Written instruction >> Select every line in the records below that contains the string "rise", treating case as significant.

Rows >>
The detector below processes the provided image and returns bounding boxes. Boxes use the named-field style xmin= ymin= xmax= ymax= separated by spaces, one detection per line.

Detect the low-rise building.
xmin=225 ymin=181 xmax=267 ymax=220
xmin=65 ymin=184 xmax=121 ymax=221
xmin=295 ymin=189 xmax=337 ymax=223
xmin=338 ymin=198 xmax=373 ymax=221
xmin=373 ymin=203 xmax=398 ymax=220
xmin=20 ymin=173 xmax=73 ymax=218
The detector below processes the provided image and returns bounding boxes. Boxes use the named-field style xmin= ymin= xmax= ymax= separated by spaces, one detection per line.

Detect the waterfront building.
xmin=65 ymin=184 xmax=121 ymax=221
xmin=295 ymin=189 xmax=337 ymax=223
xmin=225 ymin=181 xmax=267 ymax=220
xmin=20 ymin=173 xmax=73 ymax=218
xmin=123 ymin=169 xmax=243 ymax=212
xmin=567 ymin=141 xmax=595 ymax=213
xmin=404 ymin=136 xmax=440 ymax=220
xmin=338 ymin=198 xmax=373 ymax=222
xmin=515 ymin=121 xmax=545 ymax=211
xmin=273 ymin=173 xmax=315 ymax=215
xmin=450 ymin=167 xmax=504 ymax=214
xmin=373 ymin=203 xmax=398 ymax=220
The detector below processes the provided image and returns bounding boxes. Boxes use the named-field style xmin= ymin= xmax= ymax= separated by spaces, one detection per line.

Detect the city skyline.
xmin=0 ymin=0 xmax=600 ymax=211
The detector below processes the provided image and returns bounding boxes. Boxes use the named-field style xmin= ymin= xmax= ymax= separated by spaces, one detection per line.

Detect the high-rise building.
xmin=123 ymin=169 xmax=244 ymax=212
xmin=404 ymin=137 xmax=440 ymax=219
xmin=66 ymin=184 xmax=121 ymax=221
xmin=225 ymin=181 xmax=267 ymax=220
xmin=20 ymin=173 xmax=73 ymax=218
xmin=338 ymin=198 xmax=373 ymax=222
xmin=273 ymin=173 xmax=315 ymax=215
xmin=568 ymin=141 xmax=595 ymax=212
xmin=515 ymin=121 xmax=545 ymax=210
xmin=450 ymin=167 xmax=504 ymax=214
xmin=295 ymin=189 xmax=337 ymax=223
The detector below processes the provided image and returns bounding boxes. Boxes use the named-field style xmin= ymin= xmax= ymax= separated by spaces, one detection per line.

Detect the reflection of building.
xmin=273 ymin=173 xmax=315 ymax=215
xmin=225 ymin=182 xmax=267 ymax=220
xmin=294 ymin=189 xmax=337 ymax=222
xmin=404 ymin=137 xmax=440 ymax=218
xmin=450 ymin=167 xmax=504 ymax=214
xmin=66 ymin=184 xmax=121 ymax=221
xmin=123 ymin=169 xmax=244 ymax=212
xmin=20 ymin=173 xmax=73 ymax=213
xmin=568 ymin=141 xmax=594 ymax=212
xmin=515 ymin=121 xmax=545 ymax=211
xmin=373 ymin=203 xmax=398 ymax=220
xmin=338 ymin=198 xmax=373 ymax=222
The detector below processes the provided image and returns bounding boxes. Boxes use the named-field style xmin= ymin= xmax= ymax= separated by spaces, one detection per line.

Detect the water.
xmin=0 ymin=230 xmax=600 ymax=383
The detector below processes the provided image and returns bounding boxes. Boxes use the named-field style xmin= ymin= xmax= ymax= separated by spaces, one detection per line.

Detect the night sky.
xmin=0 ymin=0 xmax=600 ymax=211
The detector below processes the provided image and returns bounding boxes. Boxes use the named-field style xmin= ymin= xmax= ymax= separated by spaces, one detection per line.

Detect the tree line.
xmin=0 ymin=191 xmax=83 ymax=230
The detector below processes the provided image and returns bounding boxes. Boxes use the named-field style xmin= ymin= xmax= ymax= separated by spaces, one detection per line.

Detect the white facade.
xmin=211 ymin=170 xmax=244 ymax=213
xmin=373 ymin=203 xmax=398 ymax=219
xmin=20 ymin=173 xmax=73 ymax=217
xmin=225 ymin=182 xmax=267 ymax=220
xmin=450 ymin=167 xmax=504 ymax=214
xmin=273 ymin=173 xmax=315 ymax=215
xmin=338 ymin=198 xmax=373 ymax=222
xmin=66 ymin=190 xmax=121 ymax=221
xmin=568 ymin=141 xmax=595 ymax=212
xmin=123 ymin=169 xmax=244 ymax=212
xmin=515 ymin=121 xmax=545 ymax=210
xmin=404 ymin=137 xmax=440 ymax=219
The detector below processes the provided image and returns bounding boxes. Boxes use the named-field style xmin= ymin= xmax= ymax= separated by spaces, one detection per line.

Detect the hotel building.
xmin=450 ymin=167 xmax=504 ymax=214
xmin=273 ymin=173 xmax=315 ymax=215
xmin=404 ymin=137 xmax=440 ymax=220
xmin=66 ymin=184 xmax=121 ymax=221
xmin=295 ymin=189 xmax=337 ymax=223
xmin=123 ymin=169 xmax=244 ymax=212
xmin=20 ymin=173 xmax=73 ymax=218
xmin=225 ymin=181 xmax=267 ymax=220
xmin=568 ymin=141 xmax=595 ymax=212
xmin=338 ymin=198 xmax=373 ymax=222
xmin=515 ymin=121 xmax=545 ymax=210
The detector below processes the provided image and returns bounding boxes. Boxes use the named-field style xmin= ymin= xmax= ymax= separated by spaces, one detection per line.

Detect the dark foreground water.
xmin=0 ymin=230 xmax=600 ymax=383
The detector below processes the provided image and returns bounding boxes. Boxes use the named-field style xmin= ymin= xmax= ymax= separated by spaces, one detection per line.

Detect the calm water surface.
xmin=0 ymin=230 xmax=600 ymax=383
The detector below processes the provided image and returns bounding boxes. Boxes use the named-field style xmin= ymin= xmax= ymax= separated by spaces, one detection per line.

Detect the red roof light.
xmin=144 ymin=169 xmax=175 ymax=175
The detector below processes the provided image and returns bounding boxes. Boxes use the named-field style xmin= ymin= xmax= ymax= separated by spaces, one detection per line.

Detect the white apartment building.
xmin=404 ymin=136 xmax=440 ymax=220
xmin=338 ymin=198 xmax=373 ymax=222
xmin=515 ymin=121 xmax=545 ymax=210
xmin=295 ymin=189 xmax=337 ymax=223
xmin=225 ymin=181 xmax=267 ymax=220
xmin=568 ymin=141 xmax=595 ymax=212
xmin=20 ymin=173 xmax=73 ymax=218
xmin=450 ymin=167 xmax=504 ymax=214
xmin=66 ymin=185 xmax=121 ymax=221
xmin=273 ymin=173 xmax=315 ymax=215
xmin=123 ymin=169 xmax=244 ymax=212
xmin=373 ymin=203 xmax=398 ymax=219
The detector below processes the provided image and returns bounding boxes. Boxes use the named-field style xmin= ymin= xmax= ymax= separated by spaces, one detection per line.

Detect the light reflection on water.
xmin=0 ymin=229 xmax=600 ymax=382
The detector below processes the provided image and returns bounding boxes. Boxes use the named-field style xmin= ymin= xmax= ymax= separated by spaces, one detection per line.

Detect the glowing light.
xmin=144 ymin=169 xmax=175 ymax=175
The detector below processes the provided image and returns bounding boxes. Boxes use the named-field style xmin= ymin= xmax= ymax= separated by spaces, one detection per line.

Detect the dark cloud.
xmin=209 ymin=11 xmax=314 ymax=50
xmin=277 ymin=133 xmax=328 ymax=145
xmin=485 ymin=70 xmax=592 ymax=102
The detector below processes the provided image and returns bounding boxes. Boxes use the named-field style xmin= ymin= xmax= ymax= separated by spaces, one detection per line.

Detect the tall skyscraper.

Reply >>
Detect the low-rise building.
Detect the high-rise building.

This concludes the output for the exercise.